── TEXT SECTION

In [None]:
import sys
sys.path.append('..')

In [None]:
import torch
from src.pipe import MultiModalAuthPipeline, ImagePreprocessor, AudioPreprocessor, AdaFace, ReDimNet, ClassifierHead
import json
from pathlib import Path
from synthweave.utils.fusion import get_fusion
from synthweave.utils.tools import read_video

class dotdict(dict):
    def __getattr__(self, name):
        return self[name]

    def __setattr__(self, name, value):
        self[name] = value

### PIPELINE

In [None]:
fusion_module_dir = Path("/home/woleek/SynthWeave/SynthWeave/examples/multimodal_auth/CAFF")

# config
args = json.loads((fusion_module_dir / "args.json").read_text())
args = dotdict(args)

# weights
weights_path = fusion_module_dir / "detection_module.ckpt"

In [None]:
preprocessors = {
    "video": ImagePreprocessor(
        window_len=4,
        step=1,
        estimate_quality=False,
        models_dir="/home/woleek/SynthWeave/models",
        quality_model_type="ir50"
    ),
    "audio": AudioPreprocessor(
        window_len=4,
        step=1,
        use_vad=True,
    )
}

In [None]:
models = {
    "video": AdaFace(
        path="/home/woleek/SynthWeave/models",
        model_type="ir50",
    ), 
    "audio": ReDimNet()
}

In [None]:
fusion = get_fusion(
    fusion_name=args.fusion,
    output_dim=args.emb_dim,
    modality_keys=["video", "audio"],
    input_dims={"video":512, "audio":192},
    out_proj_dim=args.proj_dim,
)

detection_head = ClassifierHead(input_dim=args.emb_dim, num_classes=1)

In [None]:
pipe = MultiModalAuthPipeline(
    processors=preprocessors,
    models=models,
    fusion=fusion,
    detection_head=detection_head,
    freeze_backbone=True,
    iil_mode=args.iil_mode,
    device=torch.device("cuda" if torch.cuda.is_available() else "cpu"),
)

state_dict = torch.load(weights_path, map_location="cpu")['state_dict']
state_dict = {k.replace("pipeline.", ""): v for k, v in state_dict.items()}
pipe.load_state_dict(state_dict, strict=False)

pipe = pipe.cuda()
pipe.eval();

### SAMPLE

In [None]:
df_sample = "./samples/john_face_fake.mp4"
bf_sample = "./samples/john_real.mp4"

In [None]:
vid, aud, meta = read_video(df_sample)
df = {
    "video": [vid, meta['video_fps']],
    "audio": [aud, meta['audio_fps']],
    "metadata": meta
}

vid, aud, meta = read_video(bf_sample)

────
── DATA

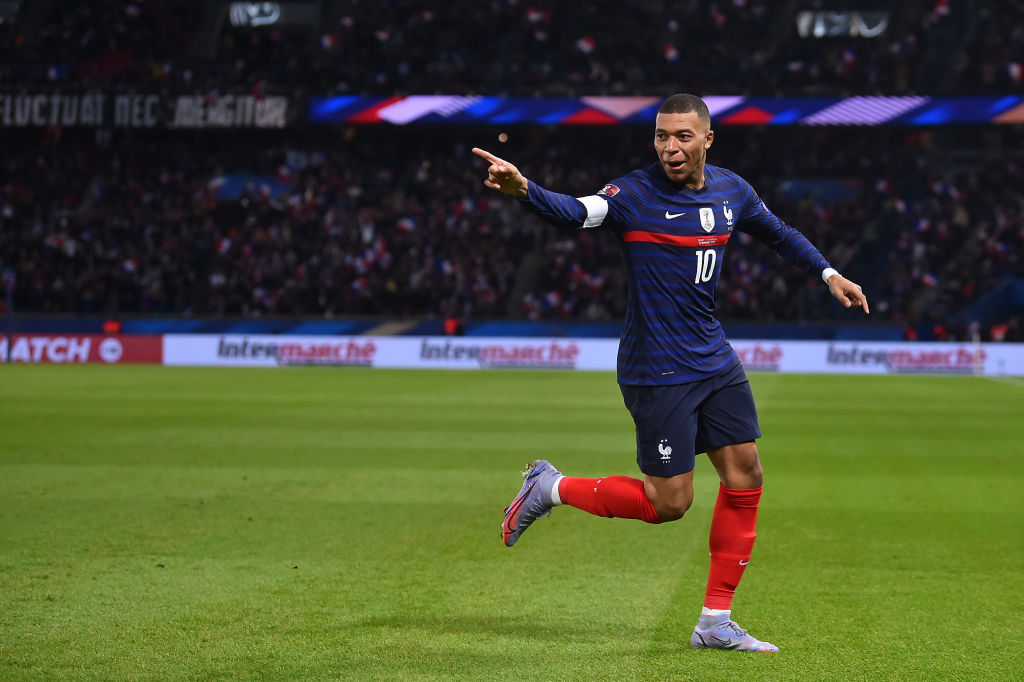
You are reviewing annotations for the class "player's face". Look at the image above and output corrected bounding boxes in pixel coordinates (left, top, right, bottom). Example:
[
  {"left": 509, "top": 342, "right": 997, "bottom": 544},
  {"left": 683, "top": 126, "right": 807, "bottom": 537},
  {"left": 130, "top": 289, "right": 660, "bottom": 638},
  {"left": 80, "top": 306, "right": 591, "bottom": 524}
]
[{"left": 654, "top": 112, "right": 715, "bottom": 187}]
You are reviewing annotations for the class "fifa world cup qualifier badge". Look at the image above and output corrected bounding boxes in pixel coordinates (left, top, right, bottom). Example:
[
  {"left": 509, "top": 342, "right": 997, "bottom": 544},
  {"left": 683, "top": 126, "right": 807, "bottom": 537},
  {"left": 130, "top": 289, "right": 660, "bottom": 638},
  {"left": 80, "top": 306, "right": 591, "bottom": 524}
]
[{"left": 700, "top": 206, "right": 715, "bottom": 232}]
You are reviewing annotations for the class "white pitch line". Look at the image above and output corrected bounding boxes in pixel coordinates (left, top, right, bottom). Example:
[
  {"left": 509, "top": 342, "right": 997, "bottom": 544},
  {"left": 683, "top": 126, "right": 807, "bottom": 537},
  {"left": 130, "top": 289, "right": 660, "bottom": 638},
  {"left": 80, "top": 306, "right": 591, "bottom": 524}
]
[{"left": 982, "top": 376, "right": 1024, "bottom": 388}]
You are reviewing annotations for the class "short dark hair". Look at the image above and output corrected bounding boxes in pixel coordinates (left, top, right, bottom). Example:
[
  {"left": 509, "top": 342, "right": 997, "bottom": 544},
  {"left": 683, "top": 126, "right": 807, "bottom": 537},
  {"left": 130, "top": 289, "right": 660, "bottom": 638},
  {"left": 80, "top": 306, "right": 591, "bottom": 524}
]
[{"left": 657, "top": 92, "right": 711, "bottom": 128}]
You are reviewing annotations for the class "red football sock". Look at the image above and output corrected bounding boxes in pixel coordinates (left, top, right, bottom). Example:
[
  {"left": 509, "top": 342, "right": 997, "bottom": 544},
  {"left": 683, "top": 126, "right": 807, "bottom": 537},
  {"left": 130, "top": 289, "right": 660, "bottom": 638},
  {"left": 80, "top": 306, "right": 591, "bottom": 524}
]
[
  {"left": 705, "top": 483, "right": 764, "bottom": 609},
  {"left": 558, "top": 476, "right": 662, "bottom": 523}
]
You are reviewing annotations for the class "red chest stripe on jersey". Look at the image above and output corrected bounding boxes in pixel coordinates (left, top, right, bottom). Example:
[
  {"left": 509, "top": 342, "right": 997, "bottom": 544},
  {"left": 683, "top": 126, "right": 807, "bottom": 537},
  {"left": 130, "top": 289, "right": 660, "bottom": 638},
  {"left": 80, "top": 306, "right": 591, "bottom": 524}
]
[{"left": 623, "top": 229, "right": 732, "bottom": 246}]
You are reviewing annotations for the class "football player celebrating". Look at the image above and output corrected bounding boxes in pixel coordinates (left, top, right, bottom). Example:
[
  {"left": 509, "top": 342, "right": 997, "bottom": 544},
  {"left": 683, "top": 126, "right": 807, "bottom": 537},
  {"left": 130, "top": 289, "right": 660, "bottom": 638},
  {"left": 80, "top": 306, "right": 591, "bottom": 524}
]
[{"left": 473, "top": 94, "right": 868, "bottom": 651}]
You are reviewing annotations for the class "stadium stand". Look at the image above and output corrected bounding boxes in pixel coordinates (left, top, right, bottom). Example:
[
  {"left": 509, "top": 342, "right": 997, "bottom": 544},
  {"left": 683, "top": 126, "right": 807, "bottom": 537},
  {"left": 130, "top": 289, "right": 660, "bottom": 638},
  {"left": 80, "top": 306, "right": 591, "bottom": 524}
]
[
  {"left": 0, "top": 0, "right": 1024, "bottom": 340},
  {"left": 0, "top": 0, "right": 1024, "bottom": 95}
]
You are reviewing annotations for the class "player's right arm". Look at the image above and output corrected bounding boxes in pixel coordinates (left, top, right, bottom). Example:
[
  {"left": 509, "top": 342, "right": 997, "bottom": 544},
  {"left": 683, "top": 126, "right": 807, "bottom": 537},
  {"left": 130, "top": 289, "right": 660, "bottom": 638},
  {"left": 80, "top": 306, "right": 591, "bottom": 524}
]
[{"left": 473, "top": 146, "right": 608, "bottom": 227}]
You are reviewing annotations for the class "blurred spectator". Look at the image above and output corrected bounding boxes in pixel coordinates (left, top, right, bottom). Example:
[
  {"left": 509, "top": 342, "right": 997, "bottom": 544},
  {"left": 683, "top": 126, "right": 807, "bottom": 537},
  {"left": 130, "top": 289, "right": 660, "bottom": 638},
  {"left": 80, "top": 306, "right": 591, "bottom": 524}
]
[
  {"left": 0, "top": 128, "right": 1024, "bottom": 339},
  {"left": 0, "top": 0, "right": 1024, "bottom": 95}
]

────

_EXERCISE A:_
Answer these questions about the multimodal authentication notebook, one line each:
(i) What value of use_vad is passed to the audio preprocessor?
(ii) What input dimension is given for the audio modality in the fusion setup?
(iii) What is the name of the file that holds the weights?
_EXERCISE B:_ Write out the stretch of the multimodal authentication notebook from "pipe = pipe.cuda()" through "meta = read_video(df_sample)".
_EXERCISE C:_ Write what comes next in the multimodal authentication notebook, starting after its last line.

_EXERCISE RESPONSE A:_
(i) True
(ii) 192
(iii) detection_module.ckpt

_EXERCISE RESPONSE B:_
pipe = pipe.cuda()
pipe.eval();

### SAMPLE

In [None]:
df_sample = "./samples/john_face_fake.mp4"
bf_sample = "./samples/john_real.mp4"

In [None]:
vid, aud, meta = read_video(df_sample)

_EXERCISE RESPONSE C:_
bf = {
    "video": [vid, meta['video_fps']],
    "audio": [aud, meta['audio_fps']],
    "metadata": meta
}

Infer pipeline

In [None]:
with torch.no_grad():
    df_out = pipe(df) # Sample for pipeline inference
    bf_out = pipe(bf) # Simulates database

Threshold based on quality, face/voice detection etc.

In [None]:
print("Original len: ", df_out['org_len'])
print("Processed len: ", df_out['valid_len']) # NOTE: Can threshold based on % of dropped windows

Check DeepFake module prediction

In [None]:
probs = torch.sigmoid(df_out["logits"]).cpu()
prob_per_clip = probs.mean()
preds_per_clip = (prob_per_clip >= 0.5).long() # NOTE: set threshold for DeepFake detection

print("Pred:", "Bonafide" if preds_per_clip.item() == 0 else "DeepFake")

Run verification

In [None]:
with torch.no_grad():
    sim = pipe.verify({
        "video": df_out["video"].cpu(),
        "audio": df_out["audio"].cpu(),
        "video_ref": bf_out["video"].cpu(), # NOTE: put refference embeddings here
        "audio_ref": bf_out["audio"].cpu()
    })

Face ver

In [None]:
# NOTE: Select aggregation methods across windows
# vid_sim = sim["video"].max(dim=1).values                # Max similarity to any reference
vid_sim = torch.tensor(sim["video"]).mean(dim=1)          # Mean similarity to reference

vid_th = 60.0 # NOTE: set threshold for video similarity

passed = vid_sim > vid_th
print("Pass status:", passed.tolist())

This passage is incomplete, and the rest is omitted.